-- Begin Given records --

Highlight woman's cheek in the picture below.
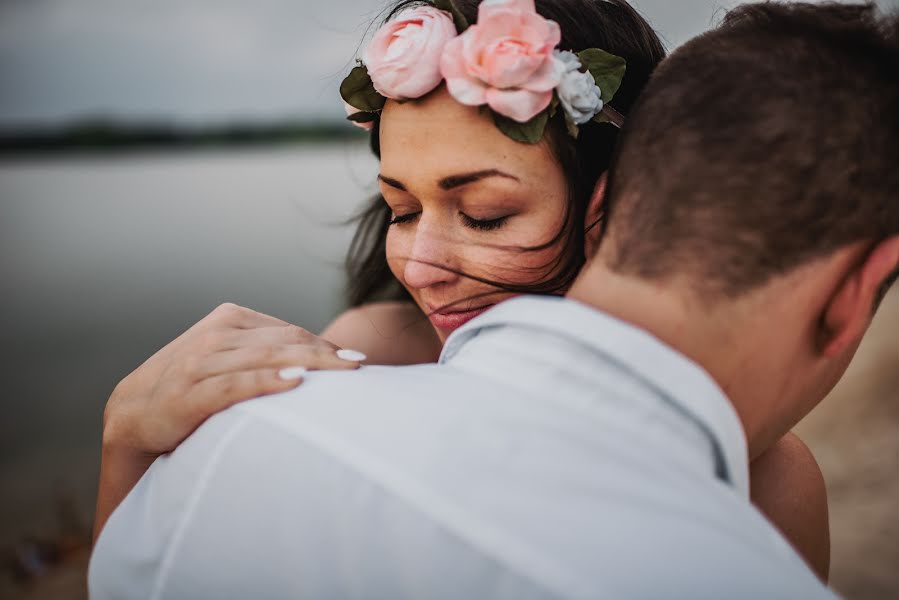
[384,226,409,287]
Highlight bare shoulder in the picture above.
[750,433,830,581]
[321,302,441,365]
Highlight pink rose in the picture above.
[440,0,564,123]
[362,6,456,100]
[343,102,375,131]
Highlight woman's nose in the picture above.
[403,224,458,289]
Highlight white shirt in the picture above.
[89,297,833,600]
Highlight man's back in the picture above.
[90,298,827,598]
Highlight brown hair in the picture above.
[346,0,665,306]
[604,3,899,297]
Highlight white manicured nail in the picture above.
[337,349,368,362]
[278,367,306,381]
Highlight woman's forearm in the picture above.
[94,439,157,543]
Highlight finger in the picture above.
[211,325,339,351]
[196,345,360,381]
[187,369,303,422]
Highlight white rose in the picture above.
[555,51,603,125]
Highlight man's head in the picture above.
[576,3,899,458]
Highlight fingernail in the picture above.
[337,349,368,362]
[278,367,306,381]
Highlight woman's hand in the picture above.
[94,304,364,535]
[103,304,359,455]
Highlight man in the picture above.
[90,5,899,599]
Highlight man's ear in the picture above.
[818,236,899,358]
[584,173,609,260]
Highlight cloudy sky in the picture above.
[0,0,899,126]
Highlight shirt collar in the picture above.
[440,296,749,497]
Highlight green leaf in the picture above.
[493,110,549,144]
[577,48,627,102]
[433,0,468,33]
[340,65,387,112]
[347,112,375,123]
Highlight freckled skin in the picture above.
[380,87,568,341]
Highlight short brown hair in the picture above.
[605,3,899,296]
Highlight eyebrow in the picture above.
[378,169,521,192]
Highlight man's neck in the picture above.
[567,260,778,455]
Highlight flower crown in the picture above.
[340,0,627,144]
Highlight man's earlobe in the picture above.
[818,236,899,357]
[584,173,608,260]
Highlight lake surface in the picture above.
[0,142,377,545]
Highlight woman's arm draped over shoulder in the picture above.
[750,433,830,582]
[322,302,442,365]
[94,304,359,539]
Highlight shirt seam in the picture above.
[150,418,247,600]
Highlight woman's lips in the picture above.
[428,304,493,332]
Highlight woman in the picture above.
[95,0,829,578]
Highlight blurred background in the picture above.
[0,0,899,599]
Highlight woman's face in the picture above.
[379,88,568,341]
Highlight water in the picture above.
[0,143,377,544]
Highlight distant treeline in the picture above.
[0,121,364,154]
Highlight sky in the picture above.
[0,0,899,127]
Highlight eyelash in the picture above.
[459,213,509,231]
[390,213,509,231]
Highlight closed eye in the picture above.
[390,212,419,225]
[459,213,509,231]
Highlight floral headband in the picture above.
[340,0,626,144]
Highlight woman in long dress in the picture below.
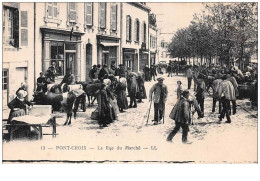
[98,84,113,127]
[136,72,147,103]
[116,77,128,112]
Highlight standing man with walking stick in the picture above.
[149,77,168,125]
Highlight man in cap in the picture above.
[116,64,126,78]
[89,65,97,83]
[167,90,191,144]
[186,66,193,89]
[149,77,168,125]
[212,74,223,114]
[98,64,109,80]
[218,76,236,123]
[36,72,47,92]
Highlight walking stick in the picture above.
[146,99,153,124]
[163,106,165,124]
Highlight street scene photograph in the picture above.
[1,2,258,164]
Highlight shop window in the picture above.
[110,4,117,31]
[3,6,19,47]
[126,15,132,41]
[99,2,106,29]
[143,22,146,43]
[135,19,140,43]
[47,2,59,19]
[2,70,8,90]
[68,3,77,23]
[21,11,28,46]
[85,2,93,26]
[51,42,65,76]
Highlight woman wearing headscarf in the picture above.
[116,77,128,112]
[136,72,147,102]
[8,90,32,123]
[98,84,113,127]
[129,75,138,108]
[104,79,119,120]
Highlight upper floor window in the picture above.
[2,69,8,90]
[85,2,93,26]
[110,4,117,31]
[3,6,19,47]
[126,15,132,41]
[143,22,146,43]
[68,3,77,23]
[135,19,140,42]
[99,2,107,28]
[47,2,58,19]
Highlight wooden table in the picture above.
[6,115,57,140]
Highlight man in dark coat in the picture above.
[98,64,109,80]
[150,65,157,81]
[149,77,168,125]
[36,72,47,92]
[196,75,206,114]
[8,90,32,122]
[143,65,151,81]
[47,62,57,82]
[116,64,126,78]
[167,90,191,144]
[89,65,97,83]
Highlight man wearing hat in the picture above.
[212,74,223,114]
[149,77,168,125]
[196,75,206,114]
[36,72,47,92]
[167,90,191,144]
[116,64,126,78]
[98,64,109,80]
[89,65,97,83]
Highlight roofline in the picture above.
[128,2,151,12]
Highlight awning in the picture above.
[100,42,119,47]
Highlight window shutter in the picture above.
[126,16,130,40]
[21,11,28,46]
[69,3,77,23]
[111,4,117,30]
[47,3,53,18]
[53,3,58,19]
[85,2,93,26]
[100,3,106,28]
[136,20,140,42]
[135,20,137,41]
[143,23,146,43]
[13,9,19,47]
[129,17,132,40]
[21,11,28,28]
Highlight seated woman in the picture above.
[115,77,128,112]
[7,90,32,138]
[98,84,113,127]
[8,90,32,123]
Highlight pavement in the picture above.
[3,74,258,163]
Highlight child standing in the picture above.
[177,80,183,99]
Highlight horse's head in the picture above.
[33,91,44,104]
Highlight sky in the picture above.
[146,2,204,39]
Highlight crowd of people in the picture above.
[8,62,257,143]
[167,65,257,143]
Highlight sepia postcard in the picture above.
[1,1,258,164]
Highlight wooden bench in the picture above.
[3,105,57,141]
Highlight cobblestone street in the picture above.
[3,74,257,163]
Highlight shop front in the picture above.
[139,51,149,71]
[41,27,84,81]
[97,35,120,68]
[150,52,156,65]
[123,48,138,72]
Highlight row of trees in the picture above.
[168,3,258,67]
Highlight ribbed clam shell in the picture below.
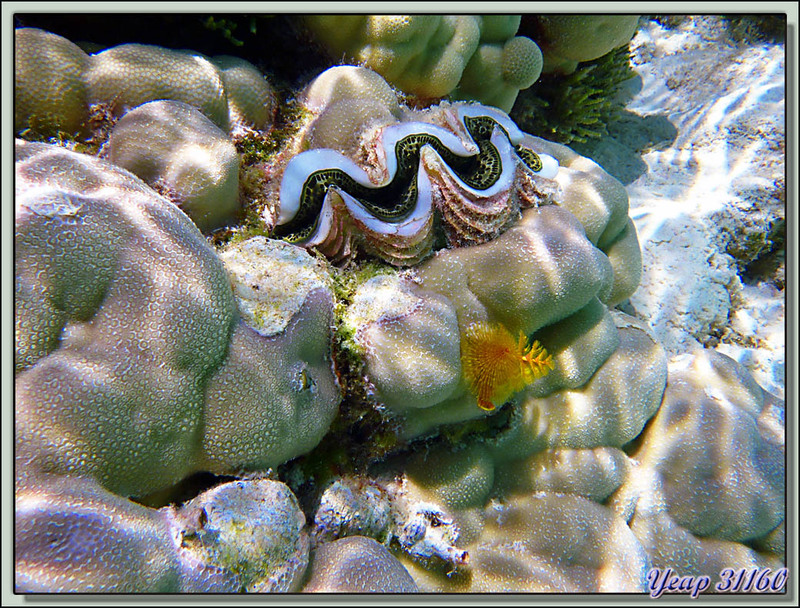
[276,104,558,266]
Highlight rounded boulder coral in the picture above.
[14,28,90,136]
[105,101,239,230]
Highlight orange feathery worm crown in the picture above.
[461,322,553,411]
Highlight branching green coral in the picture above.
[511,46,633,145]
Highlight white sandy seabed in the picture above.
[612,17,785,398]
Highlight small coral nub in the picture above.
[461,323,553,411]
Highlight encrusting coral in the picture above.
[611,350,785,581]
[15,21,786,593]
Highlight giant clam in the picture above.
[275,103,558,266]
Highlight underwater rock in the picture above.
[494,447,632,503]
[635,350,785,542]
[15,141,341,496]
[219,236,333,337]
[85,44,229,132]
[401,492,649,593]
[313,476,469,567]
[105,101,239,230]
[487,313,667,461]
[14,27,90,135]
[303,536,417,593]
[626,15,787,397]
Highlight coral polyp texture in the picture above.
[106,101,239,230]
[14,28,276,136]
[14,20,791,593]
[15,142,339,496]
[304,15,542,112]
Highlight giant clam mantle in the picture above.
[275,96,558,266]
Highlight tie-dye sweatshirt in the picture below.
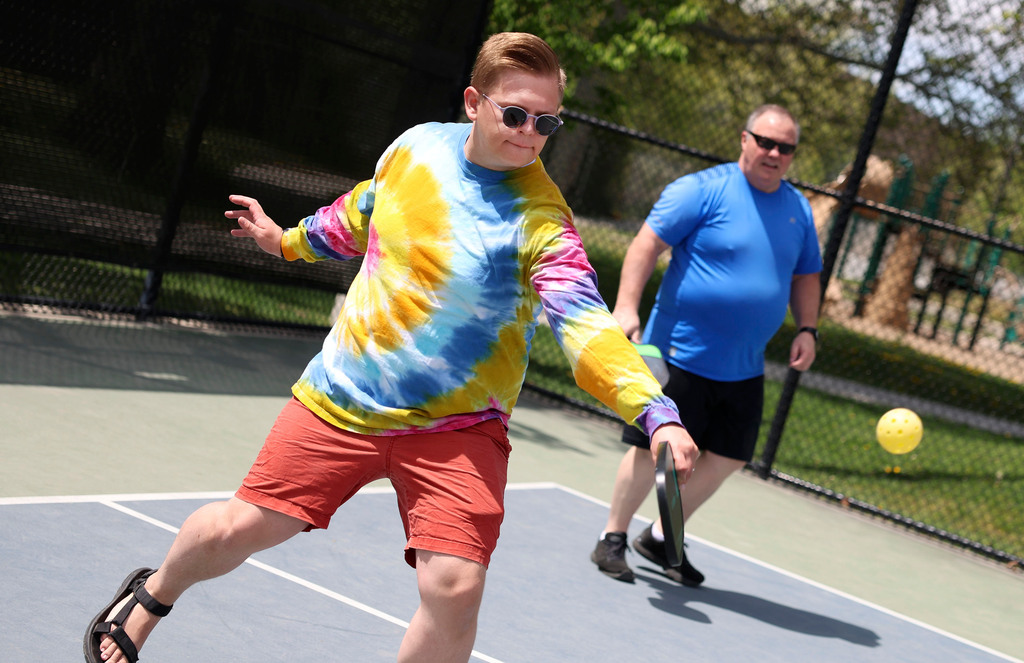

-- End Given records --

Exercise brief.
Please output every line of the records above as a Markdown table with the columns "Row" and "Text", numbering the rows and leaving out blank lines and the pictures.

Correct answer.
| Row | Text |
|---|---|
| 1 | Highlight woman's cheek in the picture below. |
| 2 | [384,226,409,287] |
| 3 | Highlight bare shoulder in the picture above. |
| 4 | [750,433,830,581] |
| 5 | [321,302,441,365] |
| 6 | Highlight pink rose in the picture above. |
| 7 | [440,0,564,123] |
| 8 | [362,6,456,100] |
| 9 | [343,102,375,131] |
| 10 | Highlight woman's nose in the picture above. |
| 11 | [403,224,458,289] |
| 12 | Highlight white shirt in the picture above. |
| 13 | [89,297,833,600] |
| 14 | Highlight man's back in the picture above. |
| 15 | [90,298,827,598] |
| 16 | Highlight brown hair in the picture above. |
| 17 | [346,0,665,306] |
| 18 | [604,3,899,297] |
| 19 | Highlight white manicured nail in the picture above. |
| 20 | [337,349,368,362] |
| 21 | [278,367,306,381] |
| 22 | Highlight woman's forearm in the picture above. |
| 23 | [94,439,157,543] |
| 24 | Highlight finger in the picture above. |
| 25 | [211,325,339,351] |
| 26 | [196,345,360,381] |
| 27 | [187,369,303,422] |
| 28 | Highlight white rose in the picture above. |
| 29 | [555,51,603,125] |
| 30 | Highlight man's head in the picture above. |
| 31 | [576,3,899,458] |
| 32 | Highlight fingernail in the picture above. |
| 33 | [337,349,368,362] |
| 34 | [278,367,306,381] |
| 35 | Highlight woman's hand in the picture above. |
| 36 | [94,304,364,535] |
| 37 | [103,304,359,455] |
| 38 | Highlight man in the picture above. |
| 39 | [90,5,899,599] |
| 40 | Highlight man's ear in the picture above. |
| 41 | [818,236,899,358] |
| 42 | [584,173,609,260] |
| 43 | Highlight cloudy sky in the picture above. |
| 44 | [0,0,899,126] |
| 45 | Highlight shirt collar in the picture above. |
| 46 | [440,296,749,497] |
| 47 | Highlight green leaf in the picture above. |
| 48 | [493,110,549,144] |
| 49 | [577,48,627,102] |
| 50 | [433,0,468,33] |
| 51 | [340,65,387,112] |
| 52 | [347,112,375,123] |
| 53 | Highlight freckled skin in the picture above. |
| 54 | [380,87,568,341] |
| 55 | Highlight short brown hair in the picture above. |
| 56 | [605,3,899,296] |
| 57 | Highlight eyebrow in the picture above. |
| 58 | [378,169,521,192] |
| 59 | Highlight man's neck in the picture above. |
| 60 | [567,260,778,455] |
| 61 | Highlight flower crown in the picture above. |
| 62 | [340,0,627,144] |
| 63 | Highlight man's earlobe in the picture above. |
| 64 | [818,236,899,357] |
| 65 | [584,173,608,260] |
| 66 | Highlight lake surface in the picture above. |
| 67 | [0,142,377,545] |
| 68 | Highlight woman's arm draped over shoulder in the picture above. |
| 69 | [750,433,830,582] |
| 70 | [322,302,442,365] |
| 71 | [94,304,359,539] |
| 72 | Highlight shirt seam in the picture above. |
| 73 | [150,418,247,600] |
| 74 | Highlight woman's lips in the picture above. |
| 75 | [428,304,493,332] |
| 76 | Highlight woman in the picture above. |
| 77 | [95,0,829,578] |
| 78 | Highlight blurred background in the picture above. |
| 79 | [0,0,899,599] |
| 80 | Highlight woman's face in the picture above. |
| 81 | [379,88,568,341] |
| 82 | Highlight water in the picture above. |
| 83 | [0,143,377,544] |
| 84 | Highlight distant treeline in the picture above. |
| 85 | [0,121,364,154] |
| 86 | Highlight sky in the picture above. |
| 87 | [0,0,899,127] |
| 88 | Highlight eyelash in the picture above. |
| 89 | [459,213,509,231] |
| 90 | [390,213,509,231] |
| 91 | Highlight closed eye in the picture above. |
| 92 | [390,212,419,225] |
| 93 | [459,213,509,231] |
| 94 | Highlight floral headband in the picture above. |
| 95 | [340,0,626,144] |
| 96 | Highlight woman in long dress in the picture below. |
| 97 | [98,84,113,127] |
| 98 | [136,72,147,103] |
| 99 | [116,77,128,112] |
| 100 | Highlight standing man with walking stick in the picture above. |
| 101 | [149,77,168,125] |
| 102 | Highlight man in cap in the picture above. |
| 103 | [116,64,126,78] |
| 104 | [89,65,97,83] |
| 105 | [167,90,191,144] |
| 106 | [186,66,193,89] |
| 107 | [149,77,168,125] |
| 108 | [212,74,223,114] |
| 109 | [98,64,109,80] |
| 110 | [218,76,236,123] |
| 111 | [36,72,47,92] |
| 112 | Highlight walking stick in the picture above. |
| 113 | [146,99,153,124] |
| 114 | [163,106,165,124] |
| 115 | Highlight street scene photograph in the picture above. |
| 116 | [1,2,258,164] |
| 117 | Highlight shop window in the picture above. |
| 118 | [110,4,117,31] |
| 119 | [3,6,19,47] |
| 120 | [126,15,132,41] |
| 121 | [99,2,106,29] |
| 122 | [143,22,146,43] |
| 123 | [135,19,140,43] |
| 124 | [47,2,59,19] |
| 125 | [2,70,8,90] |
| 126 | [68,3,77,23] |
| 127 | [21,11,28,46] |
| 128 | [85,2,93,26] |
| 129 | [51,42,65,76] |
| 130 | Highlight woman wearing headscarf in the picture above. |
| 131 | [116,77,128,112] |
| 132 | [136,72,147,102] |
| 133 | [8,90,32,123] |
| 134 | [98,84,113,127] |
| 135 | [129,75,138,108] |
| 136 | [104,79,119,120] |
| 137 | Highlight upper floor window in the picture above. |
| 138 | [2,69,8,90] |
| 139 | [85,2,93,26] |
| 140 | [110,4,117,31] |
| 141 | [3,6,19,47] |
| 142 | [126,15,132,41] |
| 143 | [143,22,146,43] |
| 144 | [68,3,77,23] |
| 145 | [135,19,140,42] |
| 146 | [99,2,107,28] |
| 147 | [47,2,58,19] |
| 148 | Highlight wooden table in the picture above. |
| 149 | [6,115,57,140] |
| 150 | Highlight man in dark coat in the picture above. |
| 151 | [98,64,109,80] |
| 152 | [150,65,157,81] |
| 153 | [149,77,168,125] |
| 154 | [36,72,47,92] |
| 155 | [196,75,206,114] |
| 156 | [8,90,32,122] |
| 157 | [143,65,151,81] |
| 158 | [47,62,57,82] |
| 159 | [116,64,126,78] |
| 160 | [167,90,191,144] |
| 161 | [89,65,97,83] |
| 162 | Highlight man wearing hat in the picture above. |
| 163 | [212,74,223,114] |
| 164 | [149,77,168,125] |
| 165 | [196,75,206,114] |
| 166 | [36,72,47,92] |
| 167 | [167,90,191,144] |
| 168 | [116,64,126,78] |
| 169 | [98,64,109,80] |
| 170 | [89,65,97,83] |
| 171 | Highlight roofline in the picture above. |
| 172 | [128,2,151,12] |
| 173 | Highlight awning in the picture above. |
| 174 | [100,42,119,47] |
| 175 | Highlight window shutter in the picture above. |
| 176 | [126,16,130,40] |
| 177 | [21,11,28,46] |
| 178 | [69,3,77,23] |
| 179 | [111,4,117,30] |
| 180 | [47,3,53,18] |
| 181 | [53,3,58,19] |
| 182 | [85,2,93,26] |
| 183 | [100,3,106,28] |
| 184 | [136,20,140,42] |
| 185 | [135,20,137,41] |
| 186 | [143,23,146,43] |
| 187 | [13,9,19,47] |
| 188 | [129,17,132,40] |
| 189 | [21,11,28,28] |
| 190 | Highlight seated woman in the picture above. |
| 191 | [115,77,128,112] |
| 192 | [7,90,32,138] |
| 193 | [98,84,113,127] |
| 194 | [8,90,32,123] |
| 195 | Highlight pavement in the picture above. |
| 196 | [3,74,258,163] |
| 197 | Highlight child standing in the picture above. |
| 198 | [177,80,183,99] |
| 199 | Highlight horse's head in the picture above. |
| 200 | [33,91,44,104] |
| 201 | Highlight sky in the picture above. |
| 202 | [146,2,204,39] |
| 203 | Highlight crowd of people in the picture above. |
| 204 | [8,62,257,143] |
| 205 | [167,65,257,143] |
| 206 | Highlight sepia postcard in the picture above. |
| 207 | [1,1,258,164] |
| 208 | Highlight wooden bench in the picture above. |
| 209 | [3,105,57,141] |
| 210 | Highlight cobblestone street in the picture above. |
| 211 | [3,74,257,163] |
| 212 | Highlight shop front in the picture above. |
| 213 | [139,51,149,71] |
| 214 | [41,27,84,81] |
| 215 | [97,35,120,68] |
| 216 | [150,52,156,65] |
| 217 | [123,48,138,72] |
| 218 | Highlight row of trees in the picture above. |
| 219 | [168,3,258,67] |
| 220 | Highlight ribbed clam shell in the picture below. |
| 221 | [276,104,558,266] |
| 222 | Highlight rounded boulder coral in the picture above. |
| 223 | [14,28,90,136] |
| 224 | [105,101,239,230] |
| 225 | Highlight orange feathery worm crown in the picture above. |
| 226 | [461,322,553,411] |
| 227 | Highlight branching green coral in the picture above. |
| 228 | [511,46,633,145] |
| 229 | Highlight white sandy seabed in the picture above. |
| 230 | [612,17,785,398] |
| 231 | Highlight small coral nub in the picture above. |
| 232 | [461,323,553,411] |
| 233 | Highlight encrusting coral in the picture above. |
| 234 | [611,350,785,581] |
| 235 | [15,21,786,593] |
| 236 | Highlight giant clam in the picture above. |
| 237 | [275,103,558,266] |
| 238 | Highlight underwater rock in the picture above. |
| 239 | [494,447,632,503] |
| 240 | [635,350,785,542] |
| 241 | [15,141,341,496] |
| 242 | [219,236,333,337] |
| 243 | [85,44,229,132] |
| 244 | [401,492,649,593] |
| 245 | [313,476,469,567] |
| 246 | [105,101,239,230] |
| 247 | [487,313,667,461] |
| 248 | [14,27,90,135] |
| 249 | [303,536,417,593] |
| 250 | [626,15,787,397] |
| 251 | Highlight coral polyp texture in the picture above. |
| 252 | [106,101,239,230] |
| 253 | [14,28,276,136] |
| 254 | [14,20,791,593] |
| 255 | [15,142,339,496] |
| 256 | [304,15,542,112] |
| 257 | Highlight giant clam mantle in the picture above. |
| 258 | [275,96,558,266] |
| 259 | Highlight tie-dye sweatshirt in the picture below. |